### TEXT EXCERPT
Mad cow disease (Bovine Spongiform Encephalopathy-BSE) has escaped from
England and now is causing panic throughout Europe. The consumption of beef has
fallen as much as eighty percent in some areas of France. In Germany, Chancellor
Gerhard Schroder has suggested banning factory farms; his wife, Doris, has
stated in the press that "something has to be done." Housewives across Europe
are wondering what they can safely feed their families.
The cattle industry has portrayed this problem for many years as being confined
to the English island and that, therefore, no one else should worry. Their view
has proven to be dangerously shortsighted, and now all countries are desperately
rethinking food safety. This disease, with a human incubation period of ten to
forty years, makes the plague look like child’s play.
A small vocal minority has been warning for years that the transfer of this
animal disease to humans - in the form of a new variety of Creutzfeldt-Jacob
Disease (nvCJD) - could lead to massive human suffering and deaths. England
states today that there is a 99 percent certainty that nvCJD comes from cows
with BSE. Relatives of victims in France who have died of nvCJD are suing the
government for failure to take adequate measures against BSE and for covering up
the extent of the French epidemic. CJD in all forms is 100 percent fatal.
######
### DATASET ENTRIES
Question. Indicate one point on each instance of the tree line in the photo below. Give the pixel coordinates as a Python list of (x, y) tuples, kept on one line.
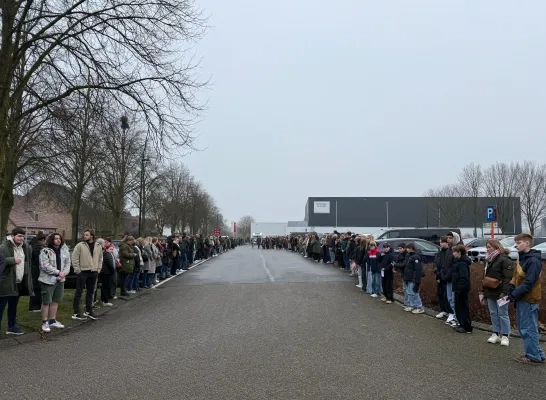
[(503, 183), (92, 92)]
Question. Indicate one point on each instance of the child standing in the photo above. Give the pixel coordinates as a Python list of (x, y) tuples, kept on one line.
[(386, 262), (461, 288), (412, 276)]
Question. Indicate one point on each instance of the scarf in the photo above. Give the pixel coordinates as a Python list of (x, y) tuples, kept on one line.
[(491, 256)]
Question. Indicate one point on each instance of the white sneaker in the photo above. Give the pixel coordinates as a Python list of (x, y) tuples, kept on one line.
[(493, 339), (57, 324)]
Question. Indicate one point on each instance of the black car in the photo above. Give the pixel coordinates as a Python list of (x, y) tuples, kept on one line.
[(428, 250)]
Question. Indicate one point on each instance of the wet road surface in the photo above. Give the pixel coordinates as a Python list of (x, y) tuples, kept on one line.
[(265, 324)]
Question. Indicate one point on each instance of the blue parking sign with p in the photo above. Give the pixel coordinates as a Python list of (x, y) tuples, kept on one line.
[(491, 213)]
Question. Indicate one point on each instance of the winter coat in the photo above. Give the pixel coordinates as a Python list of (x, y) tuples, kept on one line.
[(150, 264), (439, 261), (373, 265), (502, 269), (401, 261), (49, 267), (8, 280), (385, 260), (82, 260), (127, 258), (414, 268), (461, 274), (108, 264)]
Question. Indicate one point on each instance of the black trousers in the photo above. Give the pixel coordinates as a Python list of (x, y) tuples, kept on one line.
[(106, 288), (123, 283), (443, 302), (387, 282), (462, 311), (86, 280)]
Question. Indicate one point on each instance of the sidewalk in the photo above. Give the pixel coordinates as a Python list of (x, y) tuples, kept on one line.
[(71, 325)]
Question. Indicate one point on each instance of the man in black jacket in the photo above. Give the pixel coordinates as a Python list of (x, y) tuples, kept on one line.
[(441, 291)]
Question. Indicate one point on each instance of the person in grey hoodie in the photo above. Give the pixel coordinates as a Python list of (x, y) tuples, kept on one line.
[(54, 267), (446, 275)]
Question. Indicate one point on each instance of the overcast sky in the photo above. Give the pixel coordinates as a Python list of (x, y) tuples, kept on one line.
[(364, 98)]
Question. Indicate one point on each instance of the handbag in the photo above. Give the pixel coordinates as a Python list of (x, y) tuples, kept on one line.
[(490, 283)]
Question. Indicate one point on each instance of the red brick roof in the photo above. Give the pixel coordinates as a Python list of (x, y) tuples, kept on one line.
[(22, 219)]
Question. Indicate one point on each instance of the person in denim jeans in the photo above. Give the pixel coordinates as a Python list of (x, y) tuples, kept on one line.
[(498, 273), (400, 265), (525, 292), (413, 272)]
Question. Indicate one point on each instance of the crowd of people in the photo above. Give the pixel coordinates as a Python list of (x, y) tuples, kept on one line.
[(39, 270), (504, 281)]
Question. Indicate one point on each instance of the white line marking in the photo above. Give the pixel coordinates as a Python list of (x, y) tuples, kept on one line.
[(174, 276), (265, 267)]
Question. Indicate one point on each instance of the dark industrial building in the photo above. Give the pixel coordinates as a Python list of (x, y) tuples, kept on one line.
[(418, 212)]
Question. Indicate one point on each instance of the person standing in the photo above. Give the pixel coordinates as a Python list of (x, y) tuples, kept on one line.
[(525, 293), (87, 262), (54, 267), (16, 277), (498, 273), (441, 285), (461, 288), (108, 269)]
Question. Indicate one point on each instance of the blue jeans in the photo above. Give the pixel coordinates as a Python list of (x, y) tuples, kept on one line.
[(11, 302), (148, 279), (376, 283), (450, 295), (368, 280), (527, 321), (500, 321), (133, 281), (414, 299)]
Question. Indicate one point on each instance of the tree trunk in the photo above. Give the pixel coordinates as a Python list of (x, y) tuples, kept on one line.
[(76, 215)]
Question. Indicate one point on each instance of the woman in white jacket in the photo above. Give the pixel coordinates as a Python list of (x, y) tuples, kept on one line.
[(54, 267)]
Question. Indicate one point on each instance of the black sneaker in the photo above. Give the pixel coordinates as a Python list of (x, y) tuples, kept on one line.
[(90, 315), (79, 317)]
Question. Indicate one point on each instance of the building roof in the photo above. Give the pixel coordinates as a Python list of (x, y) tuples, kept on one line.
[(20, 216)]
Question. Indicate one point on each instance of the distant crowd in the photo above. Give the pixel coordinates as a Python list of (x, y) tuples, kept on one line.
[(374, 265), (39, 270)]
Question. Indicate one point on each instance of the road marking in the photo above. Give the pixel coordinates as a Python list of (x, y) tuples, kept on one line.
[(174, 276), (265, 267)]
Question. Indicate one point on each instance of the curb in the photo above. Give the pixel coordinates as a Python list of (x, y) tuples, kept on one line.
[(35, 335), (477, 325)]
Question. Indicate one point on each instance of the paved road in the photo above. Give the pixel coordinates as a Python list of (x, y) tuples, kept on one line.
[(265, 325)]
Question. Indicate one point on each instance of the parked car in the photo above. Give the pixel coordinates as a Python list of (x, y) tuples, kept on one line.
[(471, 243), (542, 248), (479, 253), (428, 250), (429, 234)]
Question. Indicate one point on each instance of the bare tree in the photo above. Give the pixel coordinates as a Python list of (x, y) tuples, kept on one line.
[(244, 226), (77, 137), (533, 193), (449, 203), (119, 174), (131, 48), (502, 182), (471, 182)]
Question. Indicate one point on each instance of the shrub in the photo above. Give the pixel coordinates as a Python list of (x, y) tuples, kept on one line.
[(478, 312)]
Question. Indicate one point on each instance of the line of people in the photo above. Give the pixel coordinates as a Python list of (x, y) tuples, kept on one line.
[(503, 281)]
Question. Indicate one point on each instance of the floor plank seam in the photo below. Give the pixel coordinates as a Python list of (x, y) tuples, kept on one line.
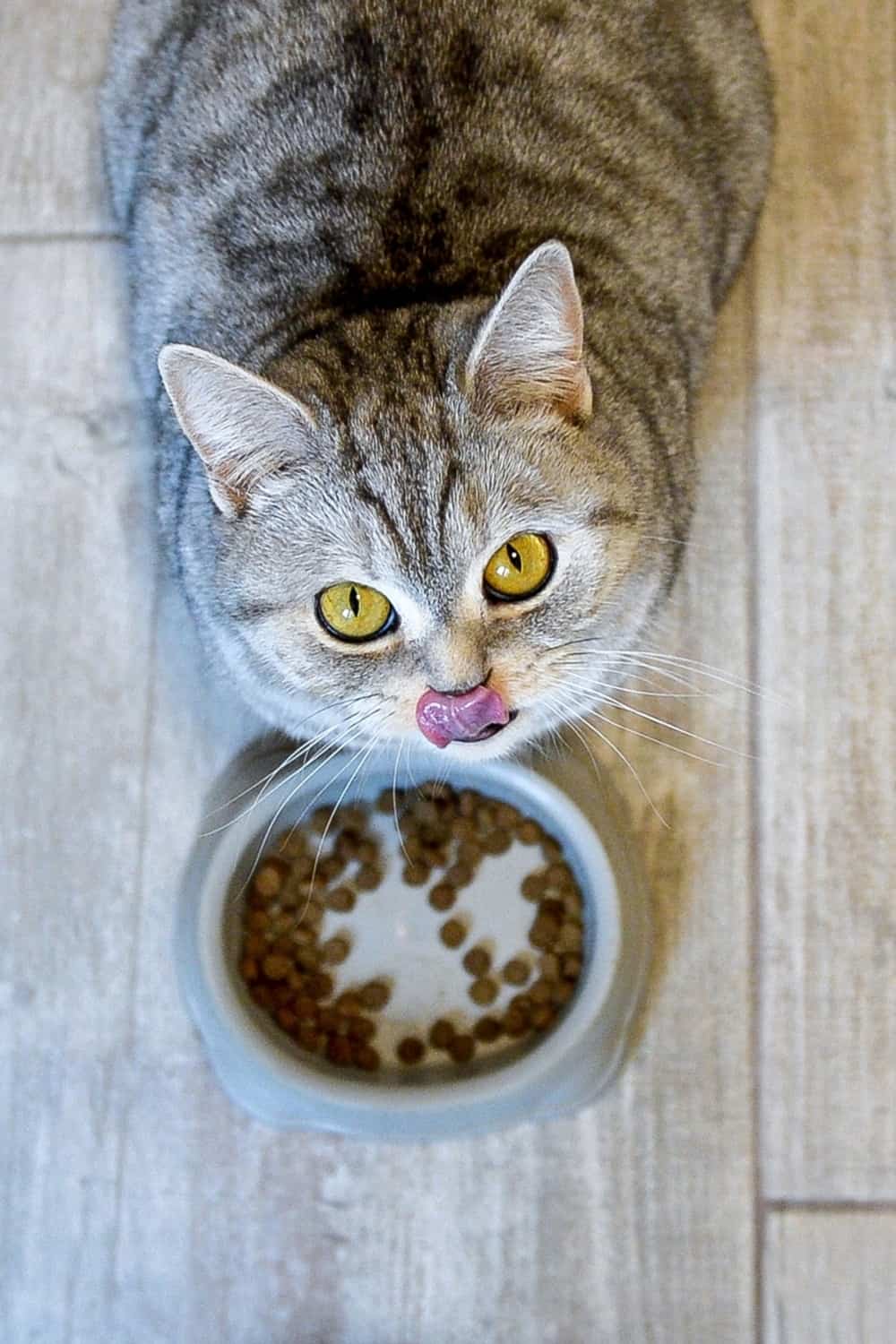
[(829, 1206), (753, 803)]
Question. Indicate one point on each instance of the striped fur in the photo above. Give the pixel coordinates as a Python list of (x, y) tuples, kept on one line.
[(333, 194)]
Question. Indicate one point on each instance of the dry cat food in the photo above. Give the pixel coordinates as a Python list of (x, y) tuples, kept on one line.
[(320, 874)]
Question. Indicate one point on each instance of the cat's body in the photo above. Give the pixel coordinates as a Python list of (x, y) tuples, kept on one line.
[(333, 194)]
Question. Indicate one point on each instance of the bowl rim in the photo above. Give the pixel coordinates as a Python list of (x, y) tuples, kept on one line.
[(398, 1096)]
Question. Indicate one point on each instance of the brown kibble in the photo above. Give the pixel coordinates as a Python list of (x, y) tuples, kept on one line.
[(375, 995), (249, 969), (452, 933), (487, 1030), (541, 992), (320, 986), (426, 812), (308, 959), (416, 874), (290, 844), (497, 841), (462, 1048), (533, 886), (410, 1050), (573, 902), (368, 852), (335, 951), (443, 897), (477, 961), (543, 932), (328, 1019), (271, 876), (277, 967), (516, 970), (309, 1038), (484, 991), (549, 965), (469, 854), (341, 900), (571, 967), (331, 867), (339, 1050), (458, 875), (365, 1056), (367, 878), (443, 1034), (563, 991)]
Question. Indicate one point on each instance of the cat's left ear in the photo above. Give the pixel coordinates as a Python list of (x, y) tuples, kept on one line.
[(528, 355), (246, 430)]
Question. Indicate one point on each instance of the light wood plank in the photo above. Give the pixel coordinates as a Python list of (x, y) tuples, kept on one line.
[(77, 577), (831, 1279), (595, 1228), (826, 402), (54, 56)]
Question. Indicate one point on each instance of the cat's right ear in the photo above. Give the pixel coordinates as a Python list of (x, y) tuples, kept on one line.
[(246, 430)]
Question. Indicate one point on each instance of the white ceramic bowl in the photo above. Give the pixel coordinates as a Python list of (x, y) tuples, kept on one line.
[(559, 1073)]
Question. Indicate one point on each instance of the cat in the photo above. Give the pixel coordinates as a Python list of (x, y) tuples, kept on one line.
[(422, 292)]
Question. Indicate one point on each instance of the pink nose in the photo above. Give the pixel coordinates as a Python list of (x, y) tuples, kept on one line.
[(469, 717)]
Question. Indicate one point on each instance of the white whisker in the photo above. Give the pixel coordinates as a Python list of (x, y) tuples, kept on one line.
[(627, 763)]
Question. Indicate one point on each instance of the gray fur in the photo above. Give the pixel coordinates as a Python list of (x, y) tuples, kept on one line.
[(332, 194)]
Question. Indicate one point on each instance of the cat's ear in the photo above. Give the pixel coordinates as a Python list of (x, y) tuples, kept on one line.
[(530, 351), (246, 430)]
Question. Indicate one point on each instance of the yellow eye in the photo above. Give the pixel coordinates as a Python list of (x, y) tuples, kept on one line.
[(355, 613), (520, 569)]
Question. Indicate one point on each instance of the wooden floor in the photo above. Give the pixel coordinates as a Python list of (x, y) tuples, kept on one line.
[(739, 1182)]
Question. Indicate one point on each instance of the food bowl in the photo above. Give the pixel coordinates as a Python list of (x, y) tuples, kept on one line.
[(552, 1074)]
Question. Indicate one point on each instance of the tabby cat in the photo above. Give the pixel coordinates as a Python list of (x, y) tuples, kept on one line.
[(430, 285)]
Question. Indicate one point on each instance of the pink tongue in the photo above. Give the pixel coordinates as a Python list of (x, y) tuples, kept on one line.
[(460, 718)]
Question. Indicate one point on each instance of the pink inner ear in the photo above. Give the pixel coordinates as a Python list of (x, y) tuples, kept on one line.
[(460, 718)]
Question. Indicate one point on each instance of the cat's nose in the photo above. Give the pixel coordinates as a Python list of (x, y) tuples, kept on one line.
[(474, 715)]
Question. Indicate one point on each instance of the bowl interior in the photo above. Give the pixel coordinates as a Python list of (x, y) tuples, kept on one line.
[(395, 935)]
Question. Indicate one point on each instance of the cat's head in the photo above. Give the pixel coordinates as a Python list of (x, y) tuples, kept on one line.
[(438, 532)]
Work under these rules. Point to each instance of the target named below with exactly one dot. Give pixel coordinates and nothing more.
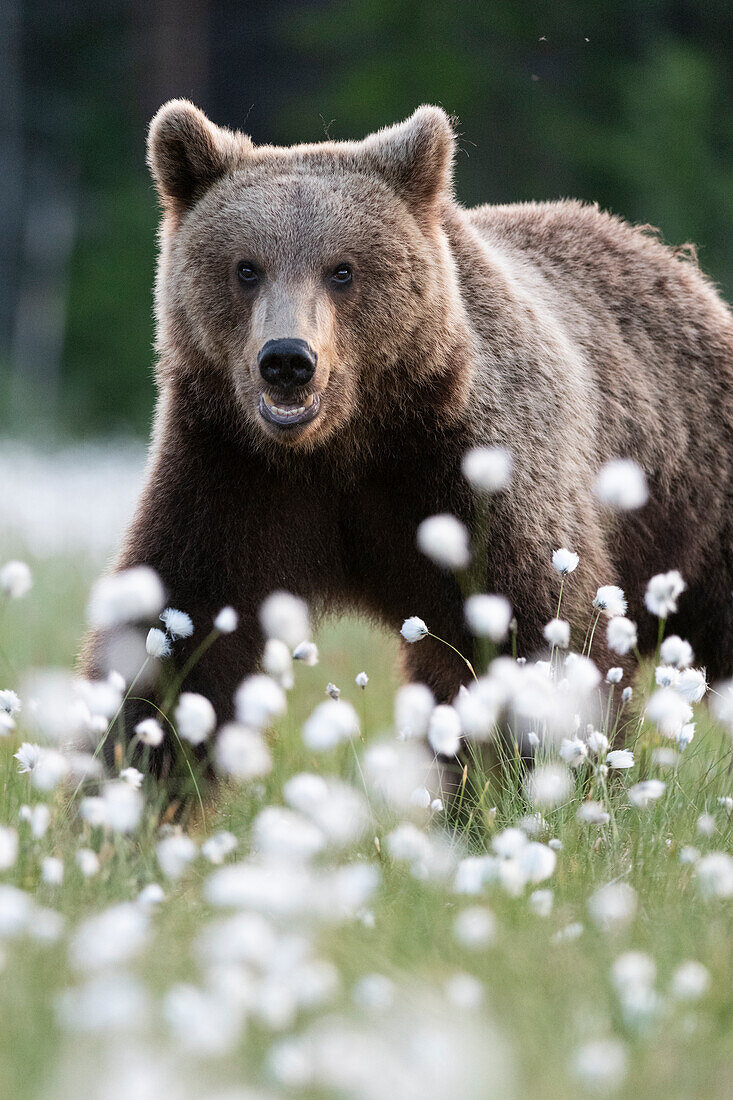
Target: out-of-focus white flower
(157, 644)
(132, 595)
(413, 706)
(668, 711)
(109, 938)
(714, 875)
(646, 792)
(690, 981)
(87, 861)
(592, 813)
(226, 620)
(217, 847)
(242, 752)
(28, 757)
(489, 616)
(177, 624)
(195, 717)
(676, 651)
(258, 701)
(474, 927)
(663, 593)
(306, 651)
(331, 723)
(601, 1065)
(10, 703)
(445, 540)
(548, 785)
(620, 759)
(52, 871)
(414, 629)
(598, 743)
(149, 732)
(557, 633)
(573, 751)
(691, 684)
(174, 854)
(565, 561)
(8, 847)
(445, 730)
(622, 484)
(285, 616)
(15, 580)
(610, 600)
(621, 635)
(487, 469)
(613, 905)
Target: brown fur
(551, 329)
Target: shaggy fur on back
(555, 330)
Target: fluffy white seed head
(414, 629)
(489, 616)
(622, 484)
(663, 593)
(227, 620)
(565, 561)
(488, 469)
(445, 540)
(132, 595)
(195, 717)
(621, 635)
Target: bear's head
(317, 278)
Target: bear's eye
(247, 274)
(341, 276)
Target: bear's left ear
(416, 156)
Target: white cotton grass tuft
(133, 595)
(285, 616)
(557, 634)
(610, 600)
(565, 561)
(15, 580)
(445, 540)
(663, 593)
(226, 620)
(306, 652)
(414, 629)
(621, 635)
(195, 717)
(177, 624)
(488, 469)
(488, 616)
(621, 484)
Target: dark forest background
(625, 102)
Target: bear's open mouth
(286, 416)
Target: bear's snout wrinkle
(287, 364)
######
ACTIVITY 1: From the mad cow disease text, reproduce word for word the part that begins at the words "A small vocal" and stops after the words "100 percent fatal.".
ACTIVITY 2: According to the mad cow disease text, how long is the human incubation period of the disease?

SOLUTION 1:
A small vocal minority has been warning for years that the transfer of this
animal disease to humans - in the form of a new variety of Creutzfeldt-Jacob
Disease (nvCJD) - could lead to massive human suffering and deaths. England
states today that there is a 99 percent certainty that nvCJD comes from cows
with BSE. Relatives of victims in France who have died of nvCJD are suing the
government for failure to take adequate measures against BSE and for covering up
the extent of the French epidemic. CJD in all forms is 100 percent fatal.

SOLUTION 2: Ten to forty years.